# TEXT SHOWN:
Solid fuel is used in this experiment. The solid fuel can be sand that is sufficiently covered in ethanol or hexamethylenetetramine. A white mixture of sucrose and sodium bicarbonate will eventually turn black and the snake will grow about 15-50 cm long after it is lit.

Three chemical reactions occur when the snake is lit. Sodium bicarbonate breaks down into sodium carbonate, water vapor, and carbon dioxide:
 2 NaHCO_{3}(s) → Na_{2}CO_{3}(s) + H_{2}O(g) + CO_{2}(g)

Burning sucrose or ethanol (reaction with oxygen in the air) produces carbon dioxide gas and water vapor:

 C_{12}H_{22}O_{11}(s) + 12 O_{2}(g) → 12 CO_{2}(g) + 11 H_{2}O(g)
 C_{2}H_{5}OH(l) + 3 O_{2}(g) → 2 CO_{2}(g) + 3 H_{2}O(g)

Some of the sucrose does not burn, but merely decomposes at the high temperature, giving off elemental carbon and water vapor:

 C_{12}H_{22}O_{11}(s) → 12 C(s) + 11 H_{2}O(g)

The carbon in the reaction makes the snake black. The overall process is exothermic enough that the water produced in the reactions is vaporized. This steam, in addition to the carbon dioxide product, makes the snake lightweight and airy and allows it to grow to a large size from a comparably small amount of starting material.

# STUDY MATERIAL:

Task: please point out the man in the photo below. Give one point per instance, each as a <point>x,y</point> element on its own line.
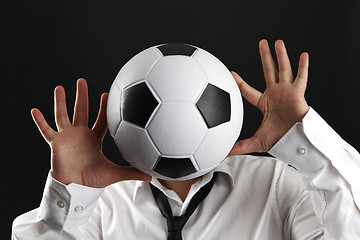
<point>86,196</point>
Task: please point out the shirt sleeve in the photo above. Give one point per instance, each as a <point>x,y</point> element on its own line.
<point>331,171</point>
<point>63,213</point>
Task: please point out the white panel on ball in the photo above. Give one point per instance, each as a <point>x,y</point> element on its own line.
<point>113,114</point>
<point>216,146</point>
<point>136,146</point>
<point>218,74</point>
<point>177,129</point>
<point>137,68</point>
<point>177,78</point>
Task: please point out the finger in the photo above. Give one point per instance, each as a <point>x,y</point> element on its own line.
<point>100,125</point>
<point>61,115</point>
<point>285,72</point>
<point>269,68</point>
<point>249,145</point>
<point>249,93</point>
<point>47,132</point>
<point>121,173</point>
<point>81,110</point>
<point>303,69</point>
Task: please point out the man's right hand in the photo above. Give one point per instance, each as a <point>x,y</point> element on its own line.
<point>76,150</point>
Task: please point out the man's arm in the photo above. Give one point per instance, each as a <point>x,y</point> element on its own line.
<point>331,167</point>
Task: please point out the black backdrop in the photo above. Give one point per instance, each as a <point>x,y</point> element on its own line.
<point>50,43</point>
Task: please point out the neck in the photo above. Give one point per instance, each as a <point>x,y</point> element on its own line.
<point>181,188</point>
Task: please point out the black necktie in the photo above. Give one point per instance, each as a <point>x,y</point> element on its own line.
<point>176,223</point>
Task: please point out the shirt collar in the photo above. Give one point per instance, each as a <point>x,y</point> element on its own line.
<point>221,168</point>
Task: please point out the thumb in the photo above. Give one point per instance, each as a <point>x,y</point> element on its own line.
<point>246,146</point>
<point>121,173</point>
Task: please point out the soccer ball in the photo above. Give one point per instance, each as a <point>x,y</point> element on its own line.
<point>174,111</point>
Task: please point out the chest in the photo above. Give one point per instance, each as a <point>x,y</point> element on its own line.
<point>225,214</point>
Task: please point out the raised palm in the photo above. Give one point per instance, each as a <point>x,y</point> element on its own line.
<point>76,150</point>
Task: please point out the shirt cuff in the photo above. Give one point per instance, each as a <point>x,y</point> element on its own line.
<point>67,206</point>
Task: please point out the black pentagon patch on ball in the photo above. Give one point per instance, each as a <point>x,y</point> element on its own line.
<point>138,104</point>
<point>214,105</point>
<point>174,167</point>
<point>176,49</point>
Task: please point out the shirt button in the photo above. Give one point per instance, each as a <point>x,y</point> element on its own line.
<point>79,208</point>
<point>60,204</point>
<point>317,137</point>
<point>301,151</point>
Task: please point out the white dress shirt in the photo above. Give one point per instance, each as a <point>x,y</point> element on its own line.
<point>253,198</point>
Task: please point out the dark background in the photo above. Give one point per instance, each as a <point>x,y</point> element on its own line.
<point>50,43</point>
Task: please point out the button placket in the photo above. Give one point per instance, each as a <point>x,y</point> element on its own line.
<point>60,204</point>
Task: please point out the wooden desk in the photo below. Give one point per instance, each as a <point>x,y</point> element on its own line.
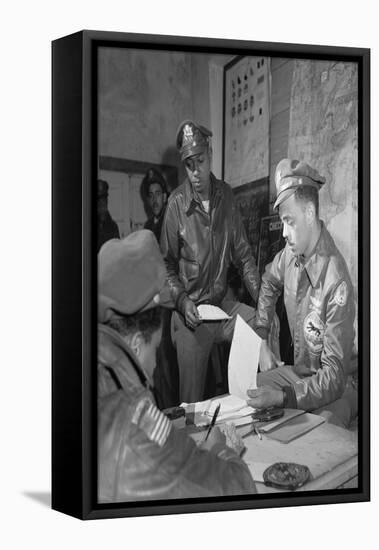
<point>330,452</point>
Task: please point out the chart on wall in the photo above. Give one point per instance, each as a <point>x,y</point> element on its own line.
<point>246,120</point>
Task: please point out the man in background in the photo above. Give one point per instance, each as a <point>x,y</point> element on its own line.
<point>106,227</point>
<point>141,455</point>
<point>319,300</point>
<point>202,235</point>
<point>155,191</point>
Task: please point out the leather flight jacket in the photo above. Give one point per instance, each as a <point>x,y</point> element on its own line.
<point>319,300</point>
<point>198,247</point>
<point>141,455</point>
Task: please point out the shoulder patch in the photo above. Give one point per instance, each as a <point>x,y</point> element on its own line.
<point>340,296</point>
<point>314,330</point>
<point>152,421</point>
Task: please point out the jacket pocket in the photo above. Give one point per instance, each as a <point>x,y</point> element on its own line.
<point>188,270</point>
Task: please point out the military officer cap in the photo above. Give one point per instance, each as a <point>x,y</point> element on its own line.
<point>102,189</point>
<point>131,276</point>
<point>292,174</point>
<point>192,139</point>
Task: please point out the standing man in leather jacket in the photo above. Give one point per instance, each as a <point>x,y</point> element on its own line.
<point>141,455</point>
<point>202,235</point>
<point>319,300</point>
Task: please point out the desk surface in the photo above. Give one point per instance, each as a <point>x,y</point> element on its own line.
<point>330,452</point>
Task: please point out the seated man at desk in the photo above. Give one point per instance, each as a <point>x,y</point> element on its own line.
<point>319,300</point>
<point>141,455</point>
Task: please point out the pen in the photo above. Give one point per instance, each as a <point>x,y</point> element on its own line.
<point>215,415</point>
<point>257,432</point>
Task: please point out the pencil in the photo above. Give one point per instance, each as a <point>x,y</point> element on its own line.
<point>215,415</point>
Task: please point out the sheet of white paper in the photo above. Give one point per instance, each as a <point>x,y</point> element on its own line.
<point>208,312</point>
<point>257,469</point>
<point>243,359</point>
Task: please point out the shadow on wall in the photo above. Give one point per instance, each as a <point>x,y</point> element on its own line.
<point>172,169</point>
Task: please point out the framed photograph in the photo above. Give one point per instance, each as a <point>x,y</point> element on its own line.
<point>175,158</point>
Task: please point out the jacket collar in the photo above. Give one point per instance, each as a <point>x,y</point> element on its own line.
<point>112,350</point>
<point>191,199</point>
<point>324,248</point>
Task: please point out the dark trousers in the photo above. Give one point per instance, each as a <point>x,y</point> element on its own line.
<point>194,347</point>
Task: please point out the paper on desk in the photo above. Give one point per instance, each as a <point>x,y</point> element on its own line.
<point>208,312</point>
<point>243,359</point>
<point>257,469</point>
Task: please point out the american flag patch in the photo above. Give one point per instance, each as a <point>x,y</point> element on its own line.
<point>152,422</point>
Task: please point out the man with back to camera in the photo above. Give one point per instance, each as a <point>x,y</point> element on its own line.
<point>141,455</point>
<point>202,235</point>
<point>319,301</point>
<point>155,191</point>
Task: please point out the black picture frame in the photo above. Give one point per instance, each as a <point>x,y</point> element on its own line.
<point>74,291</point>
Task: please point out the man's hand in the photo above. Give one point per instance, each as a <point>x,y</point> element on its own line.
<point>267,360</point>
<point>191,315</point>
<point>216,437</point>
<point>264,397</point>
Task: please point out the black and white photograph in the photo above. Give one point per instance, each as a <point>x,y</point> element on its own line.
<point>228,275</point>
<point>189,298</point>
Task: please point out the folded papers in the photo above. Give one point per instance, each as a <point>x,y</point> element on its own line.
<point>208,312</point>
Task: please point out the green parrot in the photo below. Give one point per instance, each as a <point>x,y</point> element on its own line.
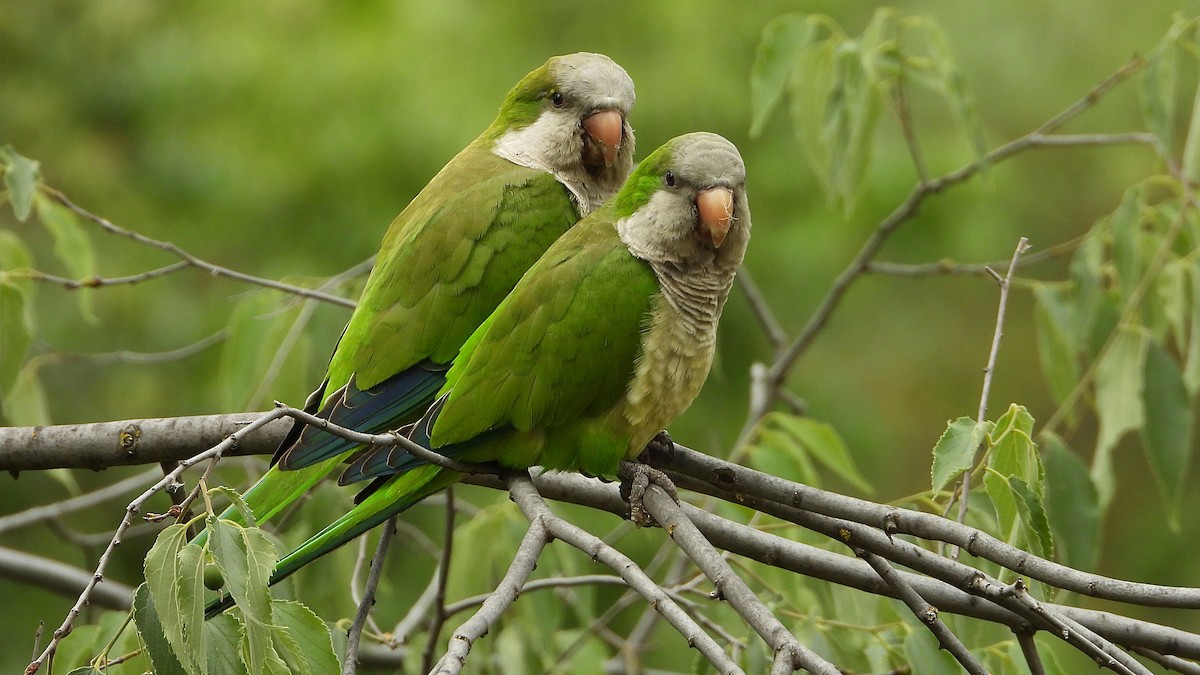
<point>605,340</point>
<point>559,147</point>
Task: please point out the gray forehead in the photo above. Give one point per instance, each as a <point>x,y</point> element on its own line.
<point>708,159</point>
<point>594,77</point>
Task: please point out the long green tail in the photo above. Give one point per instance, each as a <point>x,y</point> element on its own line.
<point>397,495</point>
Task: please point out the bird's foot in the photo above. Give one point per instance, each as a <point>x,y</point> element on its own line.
<point>635,479</point>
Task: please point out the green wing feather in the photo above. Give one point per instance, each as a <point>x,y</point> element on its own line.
<point>555,360</point>
<point>541,381</point>
<point>450,257</point>
<point>447,261</point>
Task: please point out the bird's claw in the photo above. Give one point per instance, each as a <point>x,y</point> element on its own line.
<point>635,479</point>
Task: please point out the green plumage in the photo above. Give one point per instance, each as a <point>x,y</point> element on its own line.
<point>450,257</point>
<point>543,381</point>
<point>447,262</point>
<point>603,342</point>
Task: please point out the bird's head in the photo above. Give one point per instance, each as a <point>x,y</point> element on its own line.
<point>687,204</point>
<point>571,117</point>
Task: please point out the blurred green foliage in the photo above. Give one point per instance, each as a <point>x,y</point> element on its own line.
<point>280,139</point>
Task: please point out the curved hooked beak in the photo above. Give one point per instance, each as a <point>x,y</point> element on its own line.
<point>715,209</point>
<point>605,133</point>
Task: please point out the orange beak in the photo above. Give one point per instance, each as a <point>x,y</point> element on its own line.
<point>715,209</point>
<point>605,132</point>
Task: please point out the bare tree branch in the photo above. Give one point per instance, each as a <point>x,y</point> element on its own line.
<point>924,611</point>
<point>846,571</point>
<point>1006,282</point>
<point>40,514</point>
<point>192,261</point>
<point>64,579</point>
<point>355,631</point>
<point>131,512</point>
<point>729,586</point>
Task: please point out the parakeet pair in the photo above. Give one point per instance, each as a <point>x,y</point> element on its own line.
<point>573,345</point>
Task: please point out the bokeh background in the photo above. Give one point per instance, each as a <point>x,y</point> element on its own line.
<point>281,137</point>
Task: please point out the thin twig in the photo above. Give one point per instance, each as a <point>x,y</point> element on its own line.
<point>809,561</point>
<point>997,334</point>
<point>420,608</point>
<point>923,611</point>
<point>534,507</point>
<point>1041,137</point>
<point>96,281</point>
<point>42,513</point>
<point>1167,661</point>
<point>1030,651</point>
<point>439,597</point>
<point>952,268</point>
<point>61,578</point>
<point>523,563</point>
<point>131,512</point>
<point>538,585</point>
<point>737,484</point>
<point>355,631</point>
<point>729,586</point>
<point>192,261</point>
<point>1098,649</point>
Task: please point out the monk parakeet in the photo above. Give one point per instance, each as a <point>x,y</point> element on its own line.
<point>559,147</point>
<point>601,344</point>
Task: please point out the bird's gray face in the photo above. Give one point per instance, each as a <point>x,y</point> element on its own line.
<point>588,114</point>
<point>700,215</point>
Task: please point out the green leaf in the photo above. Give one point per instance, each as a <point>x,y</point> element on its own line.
<point>852,109</point>
<point>1156,89</point>
<point>190,591</point>
<point>1033,517</point>
<point>21,178</point>
<point>1003,502</point>
<point>953,85</point>
<point>1072,503</point>
<point>246,559</point>
<point>813,72</point>
<point>783,40</point>
<point>162,573</point>
<point>822,442</point>
<point>1173,296</point>
<point>1125,225</point>
<point>1168,432</point>
<point>1120,380</point>
<point>954,452</point>
<point>238,502</point>
<point>1013,451</point>
<point>1192,365</point>
<point>72,248</point>
<point>1057,344</point>
<point>222,637</point>
<point>304,640</point>
<point>150,629</point>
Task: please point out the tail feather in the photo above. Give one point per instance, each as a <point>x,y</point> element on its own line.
<point>401,493</point>
<point>377,408</point>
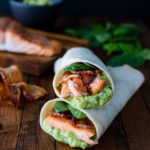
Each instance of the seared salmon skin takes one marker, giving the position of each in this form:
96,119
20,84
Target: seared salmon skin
19,40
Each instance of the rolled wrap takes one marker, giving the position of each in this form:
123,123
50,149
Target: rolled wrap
74,55
126,81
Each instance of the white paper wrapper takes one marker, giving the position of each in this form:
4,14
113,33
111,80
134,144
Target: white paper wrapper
77,54
126,81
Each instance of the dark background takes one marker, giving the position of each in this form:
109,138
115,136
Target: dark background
134,9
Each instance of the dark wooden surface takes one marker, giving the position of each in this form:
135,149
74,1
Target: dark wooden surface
129,131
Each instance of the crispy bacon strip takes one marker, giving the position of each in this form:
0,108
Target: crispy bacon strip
13,90
4,22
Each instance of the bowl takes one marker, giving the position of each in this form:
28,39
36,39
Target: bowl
35,16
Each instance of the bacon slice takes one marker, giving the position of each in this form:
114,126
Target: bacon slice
13,89
19,40
83,129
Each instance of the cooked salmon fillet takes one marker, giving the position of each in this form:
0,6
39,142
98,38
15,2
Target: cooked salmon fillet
81,83
76,86
4,22
80,130
97,85
65,91
19,40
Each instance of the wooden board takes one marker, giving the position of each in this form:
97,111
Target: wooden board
20,129
38,65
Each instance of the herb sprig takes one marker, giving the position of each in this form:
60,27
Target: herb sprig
122,39
62,106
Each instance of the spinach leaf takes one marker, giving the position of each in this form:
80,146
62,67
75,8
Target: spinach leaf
61,106
145,54
79,66
76,113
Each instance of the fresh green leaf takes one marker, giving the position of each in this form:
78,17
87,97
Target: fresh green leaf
145,54
111,47
76,113
110,27
132,60
79,66
102,36
61,106
71,32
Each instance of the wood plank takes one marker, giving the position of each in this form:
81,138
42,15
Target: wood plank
10,119
136,121
31,136
145,90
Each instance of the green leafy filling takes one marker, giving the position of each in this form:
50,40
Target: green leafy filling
63,136
63,106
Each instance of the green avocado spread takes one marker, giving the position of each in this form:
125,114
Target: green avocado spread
65,137
96,100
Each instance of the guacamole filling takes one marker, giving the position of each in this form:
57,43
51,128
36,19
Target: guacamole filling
85,86
64,121
65,137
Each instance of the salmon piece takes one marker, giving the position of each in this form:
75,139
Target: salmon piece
87,77
66,76
19,40
97,85
84,134
4,22
65,91
76,86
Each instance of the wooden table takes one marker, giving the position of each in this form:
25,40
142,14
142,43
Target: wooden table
129,131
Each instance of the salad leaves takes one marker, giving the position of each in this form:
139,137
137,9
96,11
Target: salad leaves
120,39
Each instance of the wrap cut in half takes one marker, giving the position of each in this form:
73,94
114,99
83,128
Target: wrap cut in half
13,89
82,79
83,127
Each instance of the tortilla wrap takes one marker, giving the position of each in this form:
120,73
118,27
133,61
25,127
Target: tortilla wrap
74,55
126,81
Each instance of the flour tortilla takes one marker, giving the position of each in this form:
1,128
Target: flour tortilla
126,81
74,55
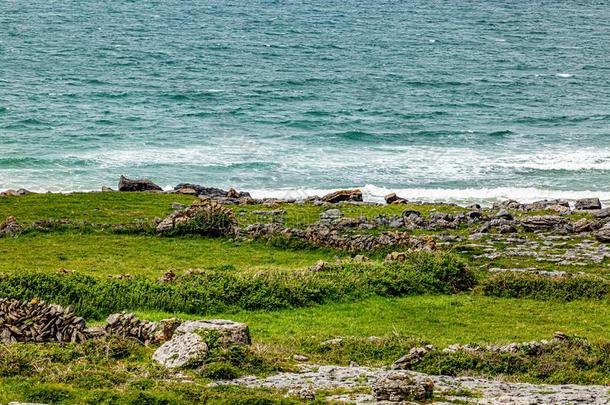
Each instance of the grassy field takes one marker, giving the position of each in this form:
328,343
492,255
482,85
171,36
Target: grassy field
106,254
439,298
440,320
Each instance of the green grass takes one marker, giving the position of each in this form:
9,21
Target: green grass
439,319
108,254
107,208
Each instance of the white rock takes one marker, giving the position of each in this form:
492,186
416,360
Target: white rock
181,350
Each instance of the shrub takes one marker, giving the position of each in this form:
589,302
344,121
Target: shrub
568,288
220,290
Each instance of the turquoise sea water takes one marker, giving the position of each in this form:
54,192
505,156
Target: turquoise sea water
438,99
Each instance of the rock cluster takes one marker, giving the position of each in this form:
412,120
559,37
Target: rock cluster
355,382
35,321
531,348
146,332
204,216
126,184
343,196
191,341
15,193
401,386
10,227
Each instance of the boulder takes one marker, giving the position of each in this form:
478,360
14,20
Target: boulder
186,191
542,222
343,195
203,217
10,227
211,192
15,193
392,198
504,215
186,349
331,214
126,184
583,225
588,204
401,386
414,356
603,234
603,213
229,332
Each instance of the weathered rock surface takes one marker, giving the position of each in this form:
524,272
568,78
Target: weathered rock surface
402,386
10,227
588,204
603,234
182,350
35,321
204,216
15,193
126,184
542,222
392,198
354,379
229,332
146,332
343,195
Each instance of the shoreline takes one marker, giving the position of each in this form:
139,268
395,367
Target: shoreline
485,197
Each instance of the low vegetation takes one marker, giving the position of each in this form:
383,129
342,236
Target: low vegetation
101,253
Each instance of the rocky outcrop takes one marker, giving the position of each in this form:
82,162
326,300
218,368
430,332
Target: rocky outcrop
35,321
603,234
400,386
542,222
227,332
588,204
210,192
146,332
126,184
203,217
192,340
343,196
392,198
355,384
15,193
10,227
188,349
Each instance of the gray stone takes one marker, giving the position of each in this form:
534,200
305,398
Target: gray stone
588,204
183,350
229,332
126,184
399,386
331,214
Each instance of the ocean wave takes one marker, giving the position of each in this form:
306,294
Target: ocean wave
485,196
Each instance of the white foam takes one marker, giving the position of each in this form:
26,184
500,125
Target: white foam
485,196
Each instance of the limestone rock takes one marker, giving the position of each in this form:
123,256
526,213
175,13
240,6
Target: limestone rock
331,214
343,195
392,198
400,386
542,222
207,217
603,234
182,350
126,184
588,204
230,332
15,193
10,227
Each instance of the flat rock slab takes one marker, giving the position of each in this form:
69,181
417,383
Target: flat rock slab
230,332
182,350
490,392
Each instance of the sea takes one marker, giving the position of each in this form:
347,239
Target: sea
435,100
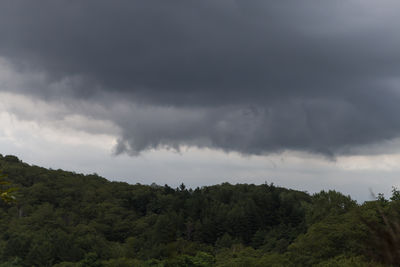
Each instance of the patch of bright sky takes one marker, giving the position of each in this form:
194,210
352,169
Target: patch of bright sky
60,142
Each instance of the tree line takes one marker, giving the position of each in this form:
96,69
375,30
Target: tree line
61,218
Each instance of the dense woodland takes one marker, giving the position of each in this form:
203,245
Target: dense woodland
63,218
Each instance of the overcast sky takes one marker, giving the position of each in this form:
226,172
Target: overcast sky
304,94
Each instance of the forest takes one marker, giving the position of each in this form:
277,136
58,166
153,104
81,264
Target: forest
60,218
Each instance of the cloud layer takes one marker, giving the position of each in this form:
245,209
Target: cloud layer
252,77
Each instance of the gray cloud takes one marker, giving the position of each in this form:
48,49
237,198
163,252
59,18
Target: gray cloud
247,76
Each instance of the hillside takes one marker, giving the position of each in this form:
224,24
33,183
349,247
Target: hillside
62,218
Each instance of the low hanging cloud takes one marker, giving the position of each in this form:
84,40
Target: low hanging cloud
248,76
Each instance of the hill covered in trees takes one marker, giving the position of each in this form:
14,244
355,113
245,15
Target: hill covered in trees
62,218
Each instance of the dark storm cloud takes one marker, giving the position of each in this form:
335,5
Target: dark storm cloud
247,76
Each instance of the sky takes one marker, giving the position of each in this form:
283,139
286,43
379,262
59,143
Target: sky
304,94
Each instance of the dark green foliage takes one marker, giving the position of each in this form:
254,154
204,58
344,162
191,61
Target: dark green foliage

# EXERCISE:
In the text on the black snake experiment, write out again the part that opens with "Burning sucrose or" and closes with "of starting material.", replacing "sucrose" with "table sugar" each time it appears.

# FINAL ANSWER:
Burning table sugar or ethanol (reaction with oxygen in the air) produces carbon dioxide gas and water vapor:

 C_{12}H_{22}O_{11}(s) + 12 O_{2}(g) → 12 CO_{2}(g) + 11 H_{2}O(g)
 C_{2}H_{5}OH(l) + 3 O_{2}(g) → 2 CO_{2}(g) + 3 H_{2}O(g)

Some of the table sugar does not burn, but merely decomposes at the high temperature, giving off elemental carbon and water vapor:

 C_{12}H_{22}O_{11}(s) → 12 C(s) + 11 H_{2}O(g)

The carbon in the reaction makes the snake black. The overall process is exothermic enough that the water produced in the reactions is vaporized. This steam, in addition to the carbon dioxide product, makes the snake lightweight and airy and allows it to grow to a large size from a comparably small amount of starting material.